[EXERCISE INPUTS]
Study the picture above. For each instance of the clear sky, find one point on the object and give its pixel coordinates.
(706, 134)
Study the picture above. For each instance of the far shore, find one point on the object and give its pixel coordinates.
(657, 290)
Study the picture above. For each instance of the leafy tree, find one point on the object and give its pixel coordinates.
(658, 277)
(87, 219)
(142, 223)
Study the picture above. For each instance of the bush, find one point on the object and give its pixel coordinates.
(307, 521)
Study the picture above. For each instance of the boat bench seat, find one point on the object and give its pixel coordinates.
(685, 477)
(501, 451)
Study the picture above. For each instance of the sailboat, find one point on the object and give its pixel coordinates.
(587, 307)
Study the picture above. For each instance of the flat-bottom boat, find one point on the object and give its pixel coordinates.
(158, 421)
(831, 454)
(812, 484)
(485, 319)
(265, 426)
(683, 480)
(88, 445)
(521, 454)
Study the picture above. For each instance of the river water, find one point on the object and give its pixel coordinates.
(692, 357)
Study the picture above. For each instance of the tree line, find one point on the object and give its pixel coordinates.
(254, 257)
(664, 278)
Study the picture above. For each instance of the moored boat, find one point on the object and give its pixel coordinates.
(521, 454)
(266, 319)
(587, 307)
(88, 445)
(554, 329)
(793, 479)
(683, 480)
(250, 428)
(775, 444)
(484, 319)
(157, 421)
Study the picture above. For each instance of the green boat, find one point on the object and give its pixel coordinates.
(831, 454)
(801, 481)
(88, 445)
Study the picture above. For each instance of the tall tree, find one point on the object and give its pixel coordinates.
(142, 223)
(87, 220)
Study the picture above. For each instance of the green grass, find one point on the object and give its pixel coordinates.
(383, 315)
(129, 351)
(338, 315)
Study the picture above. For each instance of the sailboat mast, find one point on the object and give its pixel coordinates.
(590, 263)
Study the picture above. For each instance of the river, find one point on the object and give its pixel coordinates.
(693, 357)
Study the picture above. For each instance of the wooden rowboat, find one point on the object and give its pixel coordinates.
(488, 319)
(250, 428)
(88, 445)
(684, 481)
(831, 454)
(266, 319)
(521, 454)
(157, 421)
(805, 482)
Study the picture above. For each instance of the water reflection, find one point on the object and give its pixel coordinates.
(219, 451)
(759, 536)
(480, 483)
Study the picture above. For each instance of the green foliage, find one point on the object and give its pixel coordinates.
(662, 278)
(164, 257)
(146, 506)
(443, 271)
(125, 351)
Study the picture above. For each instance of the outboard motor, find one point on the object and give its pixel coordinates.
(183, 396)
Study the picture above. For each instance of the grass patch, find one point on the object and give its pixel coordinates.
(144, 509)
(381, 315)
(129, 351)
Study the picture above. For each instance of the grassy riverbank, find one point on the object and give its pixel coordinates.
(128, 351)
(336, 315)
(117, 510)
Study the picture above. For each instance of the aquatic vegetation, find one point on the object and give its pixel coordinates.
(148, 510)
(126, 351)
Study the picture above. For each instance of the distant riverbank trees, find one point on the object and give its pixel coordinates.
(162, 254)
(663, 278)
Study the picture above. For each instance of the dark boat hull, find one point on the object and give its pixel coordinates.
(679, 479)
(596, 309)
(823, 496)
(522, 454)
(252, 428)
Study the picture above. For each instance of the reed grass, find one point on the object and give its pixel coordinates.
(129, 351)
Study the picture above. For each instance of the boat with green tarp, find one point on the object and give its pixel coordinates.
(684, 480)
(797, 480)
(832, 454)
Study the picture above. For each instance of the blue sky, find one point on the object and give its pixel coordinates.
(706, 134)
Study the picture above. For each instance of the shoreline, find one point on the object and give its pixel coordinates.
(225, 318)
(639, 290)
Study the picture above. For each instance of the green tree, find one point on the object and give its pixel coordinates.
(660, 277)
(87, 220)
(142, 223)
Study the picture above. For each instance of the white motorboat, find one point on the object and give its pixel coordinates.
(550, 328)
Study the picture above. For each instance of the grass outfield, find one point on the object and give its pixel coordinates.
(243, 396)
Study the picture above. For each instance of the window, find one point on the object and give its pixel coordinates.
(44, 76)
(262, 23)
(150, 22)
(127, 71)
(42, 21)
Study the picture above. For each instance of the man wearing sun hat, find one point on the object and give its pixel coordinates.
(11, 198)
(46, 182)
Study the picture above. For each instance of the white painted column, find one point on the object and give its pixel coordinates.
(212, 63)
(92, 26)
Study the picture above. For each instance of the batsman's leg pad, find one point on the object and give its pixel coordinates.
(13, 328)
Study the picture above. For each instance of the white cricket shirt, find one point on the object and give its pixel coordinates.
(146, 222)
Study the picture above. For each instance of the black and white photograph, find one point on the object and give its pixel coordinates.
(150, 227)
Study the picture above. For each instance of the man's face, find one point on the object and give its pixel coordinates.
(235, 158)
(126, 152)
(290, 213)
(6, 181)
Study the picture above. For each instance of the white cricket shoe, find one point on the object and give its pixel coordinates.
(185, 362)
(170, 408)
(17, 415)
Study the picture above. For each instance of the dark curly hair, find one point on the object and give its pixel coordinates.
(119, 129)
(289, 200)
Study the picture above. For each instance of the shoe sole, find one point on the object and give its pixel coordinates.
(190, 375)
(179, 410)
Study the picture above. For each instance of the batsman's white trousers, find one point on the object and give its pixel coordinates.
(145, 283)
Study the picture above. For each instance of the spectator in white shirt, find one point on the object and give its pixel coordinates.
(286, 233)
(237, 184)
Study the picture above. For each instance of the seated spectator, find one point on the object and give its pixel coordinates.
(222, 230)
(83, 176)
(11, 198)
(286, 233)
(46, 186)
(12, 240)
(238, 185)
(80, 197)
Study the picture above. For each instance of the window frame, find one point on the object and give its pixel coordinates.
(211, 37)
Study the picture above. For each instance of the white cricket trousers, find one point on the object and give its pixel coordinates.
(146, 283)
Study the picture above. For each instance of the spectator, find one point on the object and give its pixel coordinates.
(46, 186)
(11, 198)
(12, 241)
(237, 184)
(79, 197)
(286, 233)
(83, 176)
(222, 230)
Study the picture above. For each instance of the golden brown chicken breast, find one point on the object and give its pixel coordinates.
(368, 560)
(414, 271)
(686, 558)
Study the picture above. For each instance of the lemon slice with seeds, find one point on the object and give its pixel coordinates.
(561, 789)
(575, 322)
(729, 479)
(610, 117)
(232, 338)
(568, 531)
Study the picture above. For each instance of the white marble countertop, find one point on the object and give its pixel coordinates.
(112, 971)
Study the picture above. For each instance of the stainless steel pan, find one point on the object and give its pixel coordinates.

[EXERCISE DESCRIPTION]
The records above must be reproduced word for word.

[COMPLETED EXERCISE]
Study the picture above. For each instance of the clear sky, find one point on the object and give its pixel coordinates.
(706, 134)
Study the picture above. For each instance of the far shore, find one point on the object and give its pixel coordinates.
(657, 290)
Study the picture above. For each instance of the leafy tree, find one point on the object and give its pixel coordinates.
(658, 277)
(87, 219)
(142, 223)
Study the picture above. For each instance of the bush, find one point on the object and give its pixel coordinates.
(307, 521)
Study the picture above. For each instance of the boat bench seat, find one point on the object and give its pixel coordinates.
(685, 477)
(501, 451)
Study the picture above. For each instance of the sailboat, find one point on the object and give its pixel coordinates.
(587, 307)
Study the picture above. For each instance of the flat-bottom boat, find one point on the object and give its pixel coordinates.
(158, 421)
(831, 454)
(812, 484)
(485, 319)
(265, 426)
(683, 480)
(88, 445)
(521, 454)
Study the picture above. For each instance of the river water, find one point on the object and give its pixel coordinates.
(692, 357)
Study the picture above. For each instance of the tree line, find one point on the object and give its pixel coordinates.
(254, 257)
(664, 278)
Study the picture above. For each instance of the moored boat, find one point on the object and give its pixel coordinates.
(521, 454)
(266, 319)
(587, 307)
(88, 445)
(554, 329)
(793, 479)
(683, 480)
(250, 428)
(775, 444)
(484, 319)
(157, 421)
Study the picture above. For each instance of the green boat, find one point on the object and give its pixel coordinates.
(831, 454)
(801, 481)
(88, 445)
Study the picture above. For each instance of the tall tree, find one point on the object and give its pixel coordinates.
(142, 223)
(87, 220)
Study the picture above. For each instance of the green grass, find one point on the object and give its pixel coordinates.
(383, 315)
(129, 351)
(338, 315)
Study the picture above. For each instance of the sailboat mast, find one point on the object and give its pixel coordinates.
(590, 263)
Study the picture above. For each instance of the river, find one point on the object and give its pixel coordinates.
(693, 357)
Study the picture above. For each instance of the wooden rowboat, find one point on the object and give its pixel coordinates.
(488, 319)
(250, 428)
(88, 445)
(684, 481)
(831, 454)
(266, 319)
(521, 454)
(157, 421)
(805, 482)
Study the picture above. For each instance of the water reflection, find one point on the object and give its pixel coordinates.
(219, 451)
(759, 536)
(480, 483)
Study the picture above. For each instance of the green foliage, find one point on the object and give its pixel coordinates.
(662, 278)
(164, 257)
(146, 506)
(443, 271)
(125, 351)
Study the picture above. For each instance of the outboard motor, find one point on the object and give its pixel coordinates.
(183, 396)
Study the picture above. For each instance of the grass patch, find one point on the object and give its pixel coordinates.
(144, 509)
(381, 315)
(129, 351)
Study the picture above. For each instance of the grassy riverbank, find one point on the object and give its pixel coordinates.
(128, 351)
(336, 315)
(117, 510)
Study the picture above. For each instance of the aquatic vegetation, find one point on the object and give its pixel coordinates.
(148, 510)
(126, 351)
Study the picture above. For each instance of the distant riverbank trees, find one point on the object and give its pixel coordinates.
(162, 254)
(663, 278)
Study the picture above. For each instance of the dark boat hull, find one point on the object and give its pixel coordinates.
(679, 479)
(596, 309)
(823, 496)
(522, 454)
(252, 428)
Study the picture above. For each instance of the reed grass, find one point on the object and give its pixel coordinates.
(129, 351)
Study the picture above. For each instance of the boat with green tarp, find one point on the object and give its pixel coordinates.
(684, 480)
(797, 480)
(832, 454)
Study the picture above. For each instance of the blue sky, find one point on the object and give its pixel coordinates.
(706, 134)
Study the picture above. For each instance of the shoreline, find one point on the object and give its pixel coordinates.
(225, 318)
(639, 290)
Study the picture above. For each instance of the green tree, find one point on the object and give its pixel coordinates.
(660, 277)
(87, 220)
(142, 223)
Study the picture above. For each instance of the white motorboat, find one point on the object and give its pixel coordinates.
(550, 328)
Study the picture above. For each instance of the grass outfield, find one point on the object and give its pixel coordinates.
(243, 396)
Study the picture above. For each instance of the window, find one point on the object and give its pixel coordinates.
(44, 76)
(262, 23)
(150, 22)
(127, 71)
(42, 21)
Study the picture above. For each instance of the man wearing sun hat, find one point on the object and give its pixel coordinates.
(11, 198)
(46, 182)
Study the picture above. For each instance of the white painted column, find one point on the object and give its pixel coordinates.
(212, 63)
(92, 26)
Study the picture above. For each instance of the batsman's leg pad, find one point on the object and give its pixel coordinates.
(13, 328)
Study the picture above. For each instance of the white cricket shirt, find one point on the object and give its pixel coordinates.
(146, 222)
Study the picture above. For each instance of the black and white photograph, find one point on the object and give its pixel coordinates.
(150, 227)
Study the picture above. For each instance of the man's face, find one point on the object and give its pixel coordinates.
(235, 158)
(126, 152)
(290, 213)
(6, 181)
Study the picture above. For each instance of the white cricket shoe, find one point on the object and give its pixel coordinates.
(185, 362)
(170, 408)
(17, 415)
Study the picture above. For each instance of the dark curly hair, find one point on the object and give its pixel coordinates.
(119, 129)
(289, 200)
Study the picture above. For each instance of the shoe sole, find one point on the object and give its pixel coordinates.
(190, 375)
(179, 410)
Study the picture above. For each instance of the batsman's white trousers, find one point on the object and give its pixel coordinates.
(145, 283)
Study the picture above. For each instance of the spectator in white shirt, find one point on the object and give its pixel coordinates.
(286, 233)
(237, 184)
Study the picture above. For each instance of the seated spectator, find one point on the object and give its pixel coordinates.
(222, 230)
(83, 176)
(11, 198)
(286, 233)
(46, 186)
(12, 240)
(238, 185)
(80, 197)
Study the picture above. For each instance of the window frame, find one point on the object and give its pixel coordinates.
(211, 37)
Study the picture above. For each instance of the white cricket trousers, find one point on the object and give its pixel coordinates.
(146, 283)
Study the picture above. For each instance of the spectator, find one point on the object and give its pixel coordinates.
(46, 186)
(11, 198)
(12, 241)
(237, 184)
(79, 197)
(286, 233)
(83, 176)
(222, 230)
Study the picture above. For each instance of the golden brown chicken breast, find one point on the object and give its pixel coordinates.
(368, 560)
(414, 271)
(686, 558)
Study the picture above. For each instance of the lemon slice with seeds, find one point on the object and give its pixel coordinates.
(561, 789)
(575, 322)
(729, 479)
(610, 117)
(232, 338)
(568, 531)
Study the picture above. For each instance of the white marble countertop, find one point on the object and give its pixel coordinates.
(112, 971)
Study the picture above. For each instance of the stainless steel pan, find one point on the object and give its pixel coordinates.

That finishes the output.